--- BLOC DE TEXTE ---
□ □ □ □
Dossier
« Les lourdeurs administratives sont regrettables ! »
Noëlle Léonard de Juvigny, Chargée de mission Méthanisation de Cap Seine
La Dépêche-Le Petit Meunier : Pouvez-vous nous présenter l’unité de méthanisation Capik ?
N. L. de J. : Il s’agit d’une filiale de Cap Seine et d’Ikos environnement. Le méthaniseur repose sur un procédé en continu à 37 °C, avec une capacité nominale de 20.000 t/an de déchets traités. Nous récupérons du biogaz, à même de générer 3.200 MWh d’électricité et 3.300 MWh de chaleur, utilisée dans le process, et un résidu, le digestat. La valorisation du digestat brut en tant que produit, après transformation par co-compostage, passe par une longue autorisation de mise en marché. Nous le dédions pour le moment à du compostage ou un plan d’épandage, dont nous avons fait la demande. À terme, nous devrions disposer de 6.500 t d’engrais liquide et 620 t en sec. Par traitement de l’air de séchage des digestats, nous récupérons aussi du sulfate d’ammonium.
LD-LPM : Comment ce site est-il approvisionné ?
N. L. de J. : Déchets de l’industrie agroalimentaire, déchets verts de municipalités, effluents d’élevage, poussières de céréales, boues des stations d’épuration..., les gisements peuvent être variés. Nous assurons un service de traitement, rémunéré à la tonne, pour chacun des fournisseurs, avec lesquels nous engageons un contrat annuel. L’acceptation des déchets passe par une procédure d’autorisation supposant des analyses pour en certifier la conformité réglementaire et qualitative. Dans la mesure où tout ce qui entre dans le méthaniseur en ressort, hormis la matière organique qui est dégradée, les seuils d’acceptation, concernant les métaux lourds par exemple, sont ceux de la norme Compost. Par leur démarche de valorisation de la matière organique, nos fournisseurs se trouvent exonérés de la TGAP. Dans le cadre du partenariat avec Cap Seine, des agriculteurs n’ayant pas suffisamment de surface épandable ont tout de même pu accroître leur activité d’élevage, grâce au traitement de leur lisier par Capik.
LD-LPM : Quelles difficultés avez-vous rencontrées ?
□ □ □ □
--- JEU DE DONNÉES ---
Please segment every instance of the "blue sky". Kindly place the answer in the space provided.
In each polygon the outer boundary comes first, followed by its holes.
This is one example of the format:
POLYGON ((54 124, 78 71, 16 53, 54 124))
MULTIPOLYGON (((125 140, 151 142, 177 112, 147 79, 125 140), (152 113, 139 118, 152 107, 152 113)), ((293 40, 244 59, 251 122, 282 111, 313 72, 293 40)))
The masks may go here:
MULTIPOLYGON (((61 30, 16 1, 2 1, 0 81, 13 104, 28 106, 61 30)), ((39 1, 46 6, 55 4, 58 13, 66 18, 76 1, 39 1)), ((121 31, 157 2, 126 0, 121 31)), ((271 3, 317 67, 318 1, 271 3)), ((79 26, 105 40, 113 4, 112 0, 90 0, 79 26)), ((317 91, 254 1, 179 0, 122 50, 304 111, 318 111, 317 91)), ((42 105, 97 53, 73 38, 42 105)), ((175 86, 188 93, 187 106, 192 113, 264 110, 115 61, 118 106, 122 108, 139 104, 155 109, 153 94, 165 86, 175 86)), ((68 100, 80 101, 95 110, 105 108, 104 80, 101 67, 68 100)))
□ □ □ □
--- ACTIVITÉS ---
[a] Répondez aux questions suivantes sur l'entretien consacré à l'unité de méthanisation Capik.
(i) À quelle température fonctionne le procédé en continu du méthaniseur ?
(ii) Quelle est sa capacité nominale de déchets traités par an ?
(iii) Quel type de contrat l'unité conclut-elle avec chacun de ses fournisseurs ?
[b] Veuillez réécrire le passage de l'entretien sur l'unité de méthanisation Capik qui commence par « N. L. de J. : Il » et se termine par « du sulfate d’ammonium. », en remplaçant « biogaz » par « gaz renouvelable ».
[c] Rédigez la suite de l'entretien sur l'unité de méthanisation Capik, à partir de la dernière question posée.

--- CORRIGÉ ---
[a]
(i) 37 °C.
(ii) 20.000 t/an.
(iii) Un contrat annuel.

[b]
N. L. de J. : Il s’agit d’une filiale de Cap Seine et d’Ikos environnement. Le méthaniseur repose sur un procédé en continu à 37 °C, avec une capacité nominale de 20.000 t/an de déchets traités. Nous récupérons du gaz renouvelable, à même de générer 3.200 MWh d’électricité et 3.300 MWh de chaleur, utilisée dans le process, et un résidu, le digestat. La valorisation du digestat brut en tant que produit, après transformation par co-compostage, passe par une longue autorisation de mise en marché. Nous le dédions pour le moment à du compostage ou un plan d’épandage, dont nous avons fait la demande. À terme, nous devrions disposer de 6.500 t d’engrais liquide et 620 t en sec. Par traitement de l’air de séchage des digestats, nous récupérons aussi du sulfate d’ammonium.

[c]
N. L. de J. : Il aura fallu quatre ans entre les premières réflexions de 2006 et l’inauguration du site, en avril 2011. Les lourdeurs administratives d’autorisation du projet, mais aussi de valorisation des digestats, sont regrettables. Cette unité représente un investissement de 3,38 M€ pour la méthanisation et de 2,4 M€ pour la cogénération. Il faut compter une dizaine d’années pour l’amortir.
LD-LPM : Comment voyez-vous l’avenir de la méthanisation en France ?
N. L. de J. : Le plan EMAA (cf. p.7) du gouvernement a fixé des objectifs ambitieux pour lesquels les leviers d’action se laissent désirer. On ne peut pas attendre que la dynamique vienne d’en haut. On doit avancer. La méthanisation a sa place dans l’éventail des sources d’énergie. En Haute-Normandie, nous avons mis en place des mesures de durabilité de la filière, avec des critères d’éligibilité des projets pour les financements publics, comme des rayons d’approvisionnement acceptables ou encore une proportion maximale de cultures énergétiques, dédiées ou intermédiaires, dans la ration. Une structure, Nov&aTech, propose de réaliser des pré-diagnostics pour confirmer la faisabilité, mais aussi éviter que plusieurs projets exploitent le même gisement, au risque de les voir capoter. On ressent une réelle volonté d’organiser et développer une filière nationale, y compris en termes d’équipements, qui aujourd’hui viennent surtout d’Allemagne. Je fais le pari que, d’ici trois ans, il y aura beaucoup plus de matériel français.